Your instructions ::
Return the material exactly. Every line must stay as it is.

Data in this exercise ::
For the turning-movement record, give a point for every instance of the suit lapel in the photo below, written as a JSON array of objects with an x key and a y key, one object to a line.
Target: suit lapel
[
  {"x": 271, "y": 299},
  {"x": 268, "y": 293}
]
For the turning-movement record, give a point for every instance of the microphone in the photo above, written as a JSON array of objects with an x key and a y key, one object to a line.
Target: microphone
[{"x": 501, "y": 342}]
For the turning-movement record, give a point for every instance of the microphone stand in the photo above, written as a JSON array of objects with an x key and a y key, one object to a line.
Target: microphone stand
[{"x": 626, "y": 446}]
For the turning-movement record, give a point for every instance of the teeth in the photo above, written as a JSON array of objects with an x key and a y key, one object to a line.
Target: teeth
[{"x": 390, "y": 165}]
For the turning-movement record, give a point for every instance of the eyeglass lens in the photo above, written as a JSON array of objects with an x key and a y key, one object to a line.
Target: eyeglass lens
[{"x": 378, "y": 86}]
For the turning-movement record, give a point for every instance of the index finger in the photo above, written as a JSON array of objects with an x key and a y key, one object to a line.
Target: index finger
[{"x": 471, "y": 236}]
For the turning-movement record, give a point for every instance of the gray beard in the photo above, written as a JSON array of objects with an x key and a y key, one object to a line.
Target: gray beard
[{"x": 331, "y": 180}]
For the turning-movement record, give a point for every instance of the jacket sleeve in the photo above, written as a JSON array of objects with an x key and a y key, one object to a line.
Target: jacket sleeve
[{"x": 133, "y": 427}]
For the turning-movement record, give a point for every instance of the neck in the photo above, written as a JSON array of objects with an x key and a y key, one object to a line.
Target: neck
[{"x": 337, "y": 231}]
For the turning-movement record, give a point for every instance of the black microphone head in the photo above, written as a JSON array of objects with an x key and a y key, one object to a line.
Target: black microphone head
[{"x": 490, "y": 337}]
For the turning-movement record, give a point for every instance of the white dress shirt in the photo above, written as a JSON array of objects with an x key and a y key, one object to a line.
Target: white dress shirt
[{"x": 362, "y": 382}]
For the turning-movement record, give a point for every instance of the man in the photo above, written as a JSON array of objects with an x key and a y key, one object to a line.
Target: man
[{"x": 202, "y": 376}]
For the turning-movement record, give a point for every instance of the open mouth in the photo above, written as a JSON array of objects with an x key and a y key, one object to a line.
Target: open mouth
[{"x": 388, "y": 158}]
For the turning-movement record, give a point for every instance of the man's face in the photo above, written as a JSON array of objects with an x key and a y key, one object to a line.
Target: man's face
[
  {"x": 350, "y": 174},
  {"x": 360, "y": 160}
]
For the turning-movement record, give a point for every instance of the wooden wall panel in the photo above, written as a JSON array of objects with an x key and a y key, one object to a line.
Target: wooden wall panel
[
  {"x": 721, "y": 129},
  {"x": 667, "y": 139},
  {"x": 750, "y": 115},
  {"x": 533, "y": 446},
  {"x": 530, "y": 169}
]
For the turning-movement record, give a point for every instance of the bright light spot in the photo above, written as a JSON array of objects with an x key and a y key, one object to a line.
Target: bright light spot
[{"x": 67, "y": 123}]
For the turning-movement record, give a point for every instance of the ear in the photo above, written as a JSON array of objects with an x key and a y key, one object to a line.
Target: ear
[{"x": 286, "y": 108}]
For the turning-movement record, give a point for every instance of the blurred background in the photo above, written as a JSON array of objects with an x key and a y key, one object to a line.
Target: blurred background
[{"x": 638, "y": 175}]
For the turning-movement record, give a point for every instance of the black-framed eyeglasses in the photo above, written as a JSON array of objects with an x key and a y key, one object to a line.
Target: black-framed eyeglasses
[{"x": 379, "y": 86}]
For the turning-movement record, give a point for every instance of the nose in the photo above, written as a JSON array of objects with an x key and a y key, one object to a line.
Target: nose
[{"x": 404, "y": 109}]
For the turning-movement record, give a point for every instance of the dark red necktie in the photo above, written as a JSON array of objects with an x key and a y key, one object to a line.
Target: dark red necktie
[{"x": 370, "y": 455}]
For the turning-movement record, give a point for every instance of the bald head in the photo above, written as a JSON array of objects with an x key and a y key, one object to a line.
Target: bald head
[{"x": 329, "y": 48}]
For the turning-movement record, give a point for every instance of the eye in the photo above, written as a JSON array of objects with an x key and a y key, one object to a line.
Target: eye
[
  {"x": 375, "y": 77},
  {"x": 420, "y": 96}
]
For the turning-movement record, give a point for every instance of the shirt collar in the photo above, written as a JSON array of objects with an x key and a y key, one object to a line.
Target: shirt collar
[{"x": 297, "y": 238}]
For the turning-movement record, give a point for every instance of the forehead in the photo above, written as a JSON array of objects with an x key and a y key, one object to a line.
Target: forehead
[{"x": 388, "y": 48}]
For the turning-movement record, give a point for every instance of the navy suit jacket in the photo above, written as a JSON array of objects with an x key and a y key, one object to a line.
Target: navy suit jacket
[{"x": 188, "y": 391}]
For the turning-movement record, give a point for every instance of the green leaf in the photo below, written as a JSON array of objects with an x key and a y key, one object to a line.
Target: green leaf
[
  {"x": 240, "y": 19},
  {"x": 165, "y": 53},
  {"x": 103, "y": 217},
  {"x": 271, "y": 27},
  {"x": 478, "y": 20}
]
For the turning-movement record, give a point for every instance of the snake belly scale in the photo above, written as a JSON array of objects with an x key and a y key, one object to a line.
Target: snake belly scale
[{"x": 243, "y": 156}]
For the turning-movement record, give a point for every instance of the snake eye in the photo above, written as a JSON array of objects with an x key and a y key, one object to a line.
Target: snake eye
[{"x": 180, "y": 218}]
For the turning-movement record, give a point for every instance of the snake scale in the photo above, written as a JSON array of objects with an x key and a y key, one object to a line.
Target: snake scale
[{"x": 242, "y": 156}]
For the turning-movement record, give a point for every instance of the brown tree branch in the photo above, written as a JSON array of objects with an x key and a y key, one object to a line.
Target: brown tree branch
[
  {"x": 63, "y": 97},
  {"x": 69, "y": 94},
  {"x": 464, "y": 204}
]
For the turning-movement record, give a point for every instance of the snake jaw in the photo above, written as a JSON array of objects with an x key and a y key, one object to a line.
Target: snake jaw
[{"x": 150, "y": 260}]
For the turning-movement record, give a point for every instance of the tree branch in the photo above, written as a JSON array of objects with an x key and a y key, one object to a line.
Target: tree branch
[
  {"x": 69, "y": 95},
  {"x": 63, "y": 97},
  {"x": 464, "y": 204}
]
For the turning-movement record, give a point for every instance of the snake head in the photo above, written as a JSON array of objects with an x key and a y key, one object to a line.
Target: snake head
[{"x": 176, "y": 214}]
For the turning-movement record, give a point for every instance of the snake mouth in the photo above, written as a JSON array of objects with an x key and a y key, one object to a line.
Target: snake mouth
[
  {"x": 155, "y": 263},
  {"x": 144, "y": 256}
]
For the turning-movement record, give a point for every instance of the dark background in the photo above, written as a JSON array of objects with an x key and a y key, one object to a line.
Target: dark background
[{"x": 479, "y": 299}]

Answer to this exercise ::
For the turning-movement record, give a point for every instance of the suit lapel in the photo below, written as a JSON array of objects with an x key and a y key, one object to a line.
Target: suit lapel
[
  {"x": 271, "y": 299},
  {"x": 268, "y": 293}
]
For the turning-movement record, give a point for every instance of the microphone in the photo above, written as a JSON array of objects with an x key and a y key, one object to a line.
Target: microphone
[{"x": 501, "y": 342}]
For the turning-movement record, give a point for every instance of the microphone stand in the photo above, written as a JSON array of objects with an x key and a y key, one object to a line.
Target: microphone stand
[{"x": 626, "y": 446}]
For the turning-movement record, give a point for every instance of the teeth in the photo above, written as a JSON array of objects with an x key and a y key, one object to a line.
Target: teeth
[{"x": 390, "y": 165}]
For the turning-movement record, give a point for every instance of the eyeglass lens in the photo above, written as a JSON array of objects with an x key and a y key, one object to a line.
Target: eyeglass lens
[{"x": 378, "y": 86}]
For the turning-movement record, give a point for every instance of the index finger in the photo above, written as a JSON array of objects with an x key and a y key, one object to a line.
Target: index finger
[{"x": 471, "y": 236}]
For the turning-movement record, give a point for every instance of the gray beard in the photo above, written as a JSON array of objects with an x key and a y key, one object to a line.
Target: gray beard
[{"x": 331, "y": 180}]
For the turning-movement record, give a point for every instance of the jacket sleeve in the photo above, written as a JSON array of objects with an x key and a y key, one object to a line.
Target: jacket sleeve
[{"x": 133, "y": 427}]
For the turning-movement record, give a point for every instance of the neck in the photo above, written as a JSON array of objects with an x key and a y key, one object to a line.
Target: neck
[{"x": 337, "y": 231}]
For the turning-movement record, give a point for every instance of the black microphone head in the photo above, written as a JSON array of objects with an x key and a y key, one object to a line.
Target: black microphone head
[{"x": 490, "y": 337}]
For the turning-movement record, give a point for every instance of the white dress shirt in the photo above, written as a JSON array of objects with an x key and a y key, one object to a line.
Target: white dress shirt
[{"x": 362, "y": 382}]
For the turning-movement record, give a point for every instance of the man in the photo above, written as a JSON array of objects with an x key and a y key, one object to a line.
Target: man
[{"x": 202, "y": 376}]
For the turning-movement record, give a point for every instance of the open mouth in the photo above, written as a JSON array of objects with an x key and a y key, one object to a line.
Target: open mouth
[{"x": 388, "y": 158}]
For the turning-movement record, give a point for every instance of the man's face in the photo above, written as a JSON array of objects with an x key and a y key, one object to a line.
Target: man's face
[
  {"x": 350, "y": 174},
  {"x": 360, "y": 160}
]
For the turning-movement record, give a point for every instance of the wooden wall panel in the photo above, written as a JSON array of objects with an x key and a y key, one object to a line.
Target: wooden wall panel
[
  {"x": 721, "y": 129},
  {"x": 667, "y": 139},
  {"x": 750, "y": 115},
  {"x": 533, "y": 446},
  {"x": 530, "y": 169}
]
For the turning-movement record, give a point for every instance of the bright light spot in the photo above, written as a JSON array of objects with an x key and a y key, one object to a line.
Target: bright light spot
[{"x": 67, "y": 123}]
For the turning-movement record, give a point for every instance of the ear in the photo above, written as a JSON array of objects with an x key and a y key, one object to a line.
Target: ear
[{"x": 286, "y": 108}]
For the turning-movement record, give a point for every instance of the blurred background in the photo above, written as a JSON array of objects with an x key and a y key, one object to a line.
Target: blurred background
[{"x": 638, "y": 175}]
For the turning-movement record, give a point for every instance of the black-framed eyeglasses in the photo above, written as a JSON array of objects with an x key and a y key, one object to a line.
Target: black-framed eyeglasses
[{"x": 379, "y": 86}]
For the turning-movement record, give a point for every instance of the nose in the photo above, written as a JSON array of objects with an x key and a y key, one object to a line.
Target: nose
[{"x": 404, "y": 109}]
For the turning-movement record, give a point for every instance of the dark red necktie in the photo above, written as a JSON array of objects with an x key and a y key, one object to a line.
Target: dark red necktie
[{"x": 370, "y": 455}]
For the turning-movement record, give a point for every instance of the bald head in the photo above, written as a JSON array of objects with an x key and a y key, one object to a line.
Target: bald head
[{"x": 329, "y": 48}]
For the turning-movement record, give a point for every instance of the eye in the photo above, written as a JSON array of objects with an x key and a y key, one object to a line.
Target: eye
[
  {"x": 375, "y": 77},
  {"x": 420, "y": 96}
]
For the turning-movement record, give a point for every instance of the shirt collar in the photo above, written as a JSON array of objects with an x key and a y key, one object to a line.
Target: shirt collar
[{"x": 297, "y": 238}]
For the turning-movement record, give a point for every instance of the forehead in the photo above, written as a JSON array of objects with an x key and a y key, one object to a line.
Target: forehead
[{"x": 388, "y": 48}]
For the turning-movement record, give a point for every instance of the navy suit jacket in the photo above, written as a JSON array of objects with an x key and a y key, one object to a line.
Target: navy suit jacket
[{"x": 188, "y": 391}]
For the turning-movement record, give a point for every instance of the green leaf in the photo below, written as a JSON array of objects with an x key and a y key, one object to a line.
Target: green leaf
[
  {"x": 240, "y": 19},
  {"x": 165, "y": 53},
  {"x": 103, "y": 217},
  {"x": 271, "y": 27},
  {"x": 478, "y": 20}
]
For the turning-movement record, give a point for every instance of the snake belly scale in the photo above, written as a JSON array of objects with an x key and a y key, one object to a line.
Target: snake belly scale
[{"x": 243, "y": 156}]
For the turning-movement record, give a point for every instance of the snake eye in the photo above, written as a JSON array of objects with an x key and a y key, one object to a line.
Target: snake eye
[{"x": 180, "y": 218}]
For the turning-movement record, give a point for every instance of the snake scale in the photo above, written as a JSON array of objects with an x key and a y key, one object to a line.
Target: snake scale
[{"x": 242, "y": 156}]
For the turning-movement record, give a point for every instance of the brown tree branch in the photo above, written as a JSON array of objects with an x key and a y key, one object to a line.
Target: brown tree branch
[
  {"x": 63, "y": 97},
  {"x": 69, "y": 94},
  {"x": 464, "y": 204}
]
For the turning-movement record, give a point for every instance of the snake jaw in the photo above, written as a JSON array of objects with an x key and a y key, one object to a line.
Target: snake jaw
[{"x": 150, "y": 260}]
For the turning-movement record, give a point for every instance of the tree branch in the photo above, written as a JSON array of objects with an x key and a y key, one object to a line.
Target: tree branch
[
  {"x": 69, "y": 95},
  {"x": 63, "y": 97},
  {"x": 464, "y": 204}
]
For the turning-movement record, give a point for every instance of the snake head in the photo above, written as a JSON array of objects with an x key and a y key, one object to a line.
Target: snake head
[{"x": 176, "y": 214}]
For the turning-movement record, give a point for every instance of the snake mouth in the photo above, written as a JSON array of objects with an x key and a y key, one object to a line.
Target: snake mouth
[
  {"x": 155, "y": 263},
  {"x": 144, "y": 256}
]
For the turning-movement record, give a point for every instance of the dark background in the photo above, written as a JSON array of objects with an x key and a y key, one object to a line.
Target: dark background
[{"x": 479, "y": 299}]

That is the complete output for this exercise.